▶ _Exercise brief_
Would you filter these records and copy every line that has the word "after"?

▶ _Material for the task_

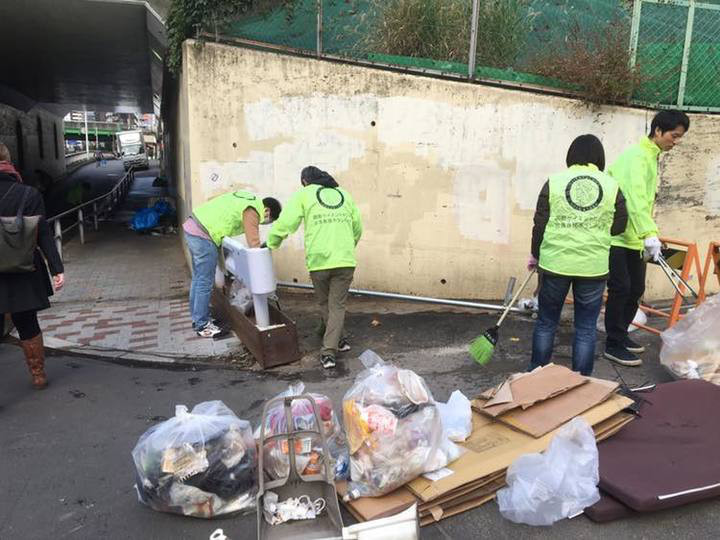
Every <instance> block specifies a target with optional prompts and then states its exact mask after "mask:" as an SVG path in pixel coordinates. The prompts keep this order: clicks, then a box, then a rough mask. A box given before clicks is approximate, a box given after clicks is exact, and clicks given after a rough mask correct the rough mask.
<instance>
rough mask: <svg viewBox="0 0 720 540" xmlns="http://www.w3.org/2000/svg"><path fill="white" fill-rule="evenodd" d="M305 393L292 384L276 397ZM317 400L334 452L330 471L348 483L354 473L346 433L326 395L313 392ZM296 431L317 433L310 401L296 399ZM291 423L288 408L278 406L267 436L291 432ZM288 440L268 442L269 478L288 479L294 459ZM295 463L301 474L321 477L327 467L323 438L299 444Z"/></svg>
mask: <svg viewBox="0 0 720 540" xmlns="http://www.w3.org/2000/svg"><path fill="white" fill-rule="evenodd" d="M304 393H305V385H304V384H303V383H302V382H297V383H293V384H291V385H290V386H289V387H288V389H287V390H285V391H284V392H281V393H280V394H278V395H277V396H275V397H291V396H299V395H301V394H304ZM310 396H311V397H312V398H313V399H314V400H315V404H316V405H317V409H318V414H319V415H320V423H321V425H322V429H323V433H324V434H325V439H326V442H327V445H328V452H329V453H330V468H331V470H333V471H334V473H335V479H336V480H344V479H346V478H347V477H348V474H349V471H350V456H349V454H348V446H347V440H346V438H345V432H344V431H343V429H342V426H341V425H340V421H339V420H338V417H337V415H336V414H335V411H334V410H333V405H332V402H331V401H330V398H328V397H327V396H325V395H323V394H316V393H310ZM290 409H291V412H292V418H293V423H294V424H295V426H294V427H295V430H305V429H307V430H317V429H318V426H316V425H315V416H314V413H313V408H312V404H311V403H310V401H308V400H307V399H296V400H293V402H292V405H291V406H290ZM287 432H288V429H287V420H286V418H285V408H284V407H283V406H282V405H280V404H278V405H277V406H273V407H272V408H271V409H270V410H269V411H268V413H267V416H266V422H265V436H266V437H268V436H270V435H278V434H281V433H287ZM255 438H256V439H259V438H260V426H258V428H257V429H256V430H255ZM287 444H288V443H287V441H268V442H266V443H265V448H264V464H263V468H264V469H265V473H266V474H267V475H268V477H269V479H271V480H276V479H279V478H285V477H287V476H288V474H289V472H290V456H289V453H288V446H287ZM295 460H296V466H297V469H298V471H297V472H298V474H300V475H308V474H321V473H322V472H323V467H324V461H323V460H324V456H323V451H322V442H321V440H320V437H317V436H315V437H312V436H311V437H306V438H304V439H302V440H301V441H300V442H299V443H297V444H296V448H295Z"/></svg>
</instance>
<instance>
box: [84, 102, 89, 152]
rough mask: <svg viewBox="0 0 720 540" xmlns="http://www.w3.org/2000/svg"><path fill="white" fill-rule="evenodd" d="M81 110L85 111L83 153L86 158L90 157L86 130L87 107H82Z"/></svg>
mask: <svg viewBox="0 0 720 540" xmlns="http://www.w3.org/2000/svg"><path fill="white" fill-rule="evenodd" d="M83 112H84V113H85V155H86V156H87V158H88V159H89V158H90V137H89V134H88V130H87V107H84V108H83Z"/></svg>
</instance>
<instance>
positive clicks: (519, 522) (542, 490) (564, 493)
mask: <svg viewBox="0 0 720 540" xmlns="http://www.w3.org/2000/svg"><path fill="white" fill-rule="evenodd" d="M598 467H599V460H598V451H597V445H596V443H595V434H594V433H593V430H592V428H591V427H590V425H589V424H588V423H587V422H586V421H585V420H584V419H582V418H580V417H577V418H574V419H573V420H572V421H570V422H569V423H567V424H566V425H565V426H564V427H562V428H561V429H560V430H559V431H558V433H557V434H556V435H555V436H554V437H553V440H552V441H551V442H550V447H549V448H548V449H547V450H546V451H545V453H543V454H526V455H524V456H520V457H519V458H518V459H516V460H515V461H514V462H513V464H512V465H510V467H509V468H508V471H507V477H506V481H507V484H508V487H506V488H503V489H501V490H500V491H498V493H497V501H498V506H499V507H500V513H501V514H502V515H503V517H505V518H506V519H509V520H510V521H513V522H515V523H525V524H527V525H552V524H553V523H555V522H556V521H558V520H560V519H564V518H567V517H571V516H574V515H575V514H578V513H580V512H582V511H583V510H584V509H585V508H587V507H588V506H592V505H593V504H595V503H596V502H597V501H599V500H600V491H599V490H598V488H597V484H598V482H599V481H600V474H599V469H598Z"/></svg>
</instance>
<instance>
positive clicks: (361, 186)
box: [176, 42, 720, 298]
...
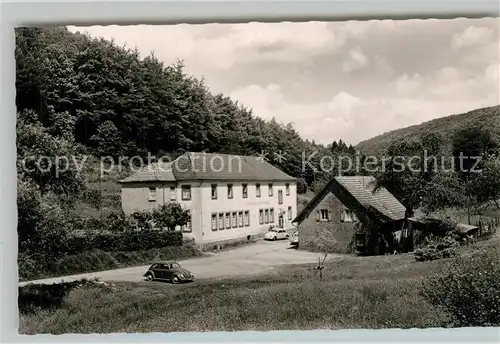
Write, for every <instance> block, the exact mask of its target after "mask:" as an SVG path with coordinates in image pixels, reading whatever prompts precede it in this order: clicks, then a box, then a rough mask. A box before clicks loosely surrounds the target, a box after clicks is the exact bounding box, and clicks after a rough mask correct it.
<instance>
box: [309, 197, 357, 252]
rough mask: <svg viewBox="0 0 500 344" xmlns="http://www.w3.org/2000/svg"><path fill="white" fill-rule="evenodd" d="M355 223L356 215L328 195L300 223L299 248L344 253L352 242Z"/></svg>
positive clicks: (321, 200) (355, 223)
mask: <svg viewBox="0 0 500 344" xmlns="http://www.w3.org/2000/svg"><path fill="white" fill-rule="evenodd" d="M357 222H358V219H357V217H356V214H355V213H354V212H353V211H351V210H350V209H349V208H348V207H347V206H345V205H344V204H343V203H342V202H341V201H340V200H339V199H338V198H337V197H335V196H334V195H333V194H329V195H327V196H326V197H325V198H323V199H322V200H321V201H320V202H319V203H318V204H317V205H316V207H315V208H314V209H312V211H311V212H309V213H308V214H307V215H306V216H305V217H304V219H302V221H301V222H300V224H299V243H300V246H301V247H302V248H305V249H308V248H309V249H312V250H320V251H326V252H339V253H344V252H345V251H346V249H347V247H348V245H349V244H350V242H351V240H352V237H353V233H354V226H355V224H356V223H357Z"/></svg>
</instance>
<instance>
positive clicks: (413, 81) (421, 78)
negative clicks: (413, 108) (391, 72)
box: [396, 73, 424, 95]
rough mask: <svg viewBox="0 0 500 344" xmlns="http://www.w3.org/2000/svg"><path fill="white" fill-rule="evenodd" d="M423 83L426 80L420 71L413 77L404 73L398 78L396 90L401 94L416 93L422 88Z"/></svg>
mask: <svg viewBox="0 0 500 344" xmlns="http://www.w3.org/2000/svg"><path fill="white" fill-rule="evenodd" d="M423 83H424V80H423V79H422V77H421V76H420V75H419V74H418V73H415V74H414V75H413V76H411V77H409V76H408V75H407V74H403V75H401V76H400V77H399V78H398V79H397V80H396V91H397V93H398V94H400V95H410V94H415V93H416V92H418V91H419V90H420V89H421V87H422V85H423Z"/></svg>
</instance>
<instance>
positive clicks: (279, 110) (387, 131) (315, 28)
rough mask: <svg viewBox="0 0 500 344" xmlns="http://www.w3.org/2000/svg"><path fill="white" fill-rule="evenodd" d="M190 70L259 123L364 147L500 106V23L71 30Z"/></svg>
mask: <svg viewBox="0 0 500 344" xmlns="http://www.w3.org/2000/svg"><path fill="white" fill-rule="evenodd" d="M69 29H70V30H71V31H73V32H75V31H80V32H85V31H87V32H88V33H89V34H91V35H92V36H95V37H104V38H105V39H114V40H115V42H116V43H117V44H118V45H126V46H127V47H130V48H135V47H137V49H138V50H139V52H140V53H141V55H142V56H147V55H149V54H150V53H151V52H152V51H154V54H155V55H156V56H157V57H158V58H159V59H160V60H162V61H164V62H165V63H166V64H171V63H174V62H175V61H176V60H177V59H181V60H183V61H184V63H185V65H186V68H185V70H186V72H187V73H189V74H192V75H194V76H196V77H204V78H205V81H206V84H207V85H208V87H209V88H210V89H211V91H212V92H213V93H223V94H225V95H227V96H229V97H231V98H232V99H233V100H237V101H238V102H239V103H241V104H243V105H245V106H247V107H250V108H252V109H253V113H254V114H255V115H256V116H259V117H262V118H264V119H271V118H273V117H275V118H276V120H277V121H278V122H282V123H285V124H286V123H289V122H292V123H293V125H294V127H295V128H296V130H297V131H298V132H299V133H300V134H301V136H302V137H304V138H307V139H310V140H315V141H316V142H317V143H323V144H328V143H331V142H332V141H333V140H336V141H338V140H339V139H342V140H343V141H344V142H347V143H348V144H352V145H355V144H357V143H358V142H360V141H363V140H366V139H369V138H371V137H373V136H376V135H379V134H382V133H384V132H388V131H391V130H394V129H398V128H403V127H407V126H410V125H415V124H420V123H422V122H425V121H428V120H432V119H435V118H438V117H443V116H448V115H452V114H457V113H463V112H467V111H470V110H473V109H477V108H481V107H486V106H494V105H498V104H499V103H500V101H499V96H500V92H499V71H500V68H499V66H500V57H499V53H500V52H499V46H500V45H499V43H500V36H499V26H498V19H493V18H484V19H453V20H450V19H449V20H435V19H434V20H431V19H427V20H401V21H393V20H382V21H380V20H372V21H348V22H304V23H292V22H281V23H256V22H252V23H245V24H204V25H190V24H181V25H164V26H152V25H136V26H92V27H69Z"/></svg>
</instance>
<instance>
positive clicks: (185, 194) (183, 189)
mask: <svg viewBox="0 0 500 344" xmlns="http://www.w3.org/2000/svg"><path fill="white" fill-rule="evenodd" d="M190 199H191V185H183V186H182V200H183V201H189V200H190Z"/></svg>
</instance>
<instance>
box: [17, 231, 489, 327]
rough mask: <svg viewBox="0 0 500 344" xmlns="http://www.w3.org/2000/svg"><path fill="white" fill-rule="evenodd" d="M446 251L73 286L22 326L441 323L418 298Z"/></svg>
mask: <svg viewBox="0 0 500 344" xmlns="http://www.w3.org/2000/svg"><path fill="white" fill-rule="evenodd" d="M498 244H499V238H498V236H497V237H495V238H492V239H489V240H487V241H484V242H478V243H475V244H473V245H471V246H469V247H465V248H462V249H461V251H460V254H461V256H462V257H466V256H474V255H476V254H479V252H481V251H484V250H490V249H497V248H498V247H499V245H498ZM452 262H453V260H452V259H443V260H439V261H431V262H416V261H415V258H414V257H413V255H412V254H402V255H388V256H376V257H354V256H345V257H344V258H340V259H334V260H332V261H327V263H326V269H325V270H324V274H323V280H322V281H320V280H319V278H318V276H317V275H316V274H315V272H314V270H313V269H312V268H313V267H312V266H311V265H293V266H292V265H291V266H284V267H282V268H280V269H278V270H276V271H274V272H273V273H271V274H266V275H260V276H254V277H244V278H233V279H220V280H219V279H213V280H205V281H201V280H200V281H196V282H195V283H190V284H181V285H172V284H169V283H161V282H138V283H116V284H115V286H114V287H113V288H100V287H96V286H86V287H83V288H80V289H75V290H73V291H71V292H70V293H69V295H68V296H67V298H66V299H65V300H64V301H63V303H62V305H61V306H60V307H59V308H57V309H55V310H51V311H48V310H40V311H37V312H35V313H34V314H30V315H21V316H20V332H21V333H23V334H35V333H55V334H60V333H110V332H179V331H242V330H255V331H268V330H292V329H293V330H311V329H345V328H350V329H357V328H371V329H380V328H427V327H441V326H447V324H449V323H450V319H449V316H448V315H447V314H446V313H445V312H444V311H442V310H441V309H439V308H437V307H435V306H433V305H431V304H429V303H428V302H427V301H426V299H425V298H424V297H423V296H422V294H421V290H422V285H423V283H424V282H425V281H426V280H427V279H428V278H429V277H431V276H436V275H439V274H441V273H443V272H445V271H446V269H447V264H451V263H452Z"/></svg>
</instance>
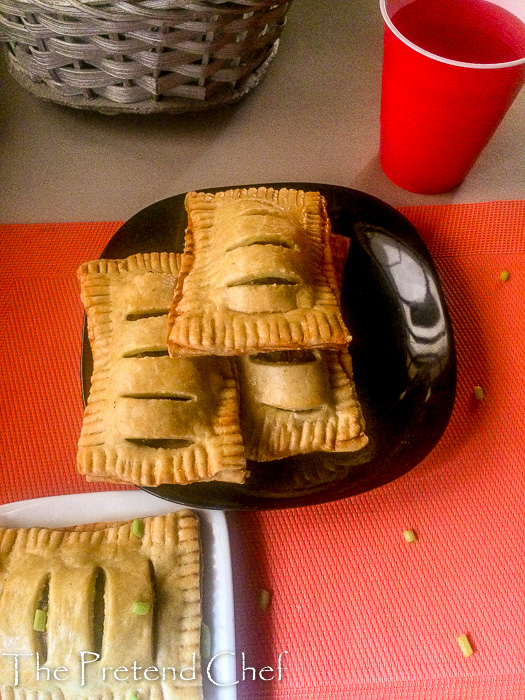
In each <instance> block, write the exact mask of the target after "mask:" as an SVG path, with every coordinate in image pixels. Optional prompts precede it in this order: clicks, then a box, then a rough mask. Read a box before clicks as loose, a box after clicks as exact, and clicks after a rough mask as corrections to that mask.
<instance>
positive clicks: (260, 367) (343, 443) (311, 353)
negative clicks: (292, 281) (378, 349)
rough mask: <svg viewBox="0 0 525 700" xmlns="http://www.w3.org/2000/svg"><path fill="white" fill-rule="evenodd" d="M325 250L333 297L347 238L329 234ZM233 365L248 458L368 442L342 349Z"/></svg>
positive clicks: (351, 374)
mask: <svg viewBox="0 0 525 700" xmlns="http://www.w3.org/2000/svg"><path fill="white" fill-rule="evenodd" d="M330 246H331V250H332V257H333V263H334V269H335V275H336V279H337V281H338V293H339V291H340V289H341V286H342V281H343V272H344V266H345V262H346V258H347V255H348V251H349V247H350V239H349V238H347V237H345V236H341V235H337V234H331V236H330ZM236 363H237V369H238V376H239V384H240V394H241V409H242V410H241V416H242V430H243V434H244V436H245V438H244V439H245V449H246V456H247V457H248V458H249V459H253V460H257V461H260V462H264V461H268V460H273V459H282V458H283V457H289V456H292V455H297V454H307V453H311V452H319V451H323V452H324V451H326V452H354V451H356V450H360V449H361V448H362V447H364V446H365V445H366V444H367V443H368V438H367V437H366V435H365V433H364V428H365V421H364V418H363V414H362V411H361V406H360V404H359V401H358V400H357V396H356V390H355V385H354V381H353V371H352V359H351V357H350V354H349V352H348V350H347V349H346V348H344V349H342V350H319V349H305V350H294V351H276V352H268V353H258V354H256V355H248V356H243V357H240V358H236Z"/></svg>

▶ _Written solution_
Every <instance> block specifies a target with optional prompts and then states its exact mask after "mask:" as an SVG path in pixel coordinates. The prompts keep this order: clicks, then a box, then a rough mask. A box given before clicks is approximate, a box given after clicks is exact, and clicks given after a rough mask correct the rough mask.
Write, for every <instance> block, the exact mask of its target after "mask:" as an SVG path with coordinates in image pixels, reading whatever prompts precede it in this order: clicks, then a box, then a rough mask. A box before clicks loosely surrounds the target, a box after clicks is the exact bounding box, and clicks after a rough mask correct it.
In each <instance> block, write the exact mask of the target after "mask:" as an SVG path, with every coordinate in image pixels. Optional prompts precede it in this order: clicks, then a box, then a rough mask. Read a box before clicks as loose, a box after clicks as exact, and clicks after a rough mask as corrections to that mask.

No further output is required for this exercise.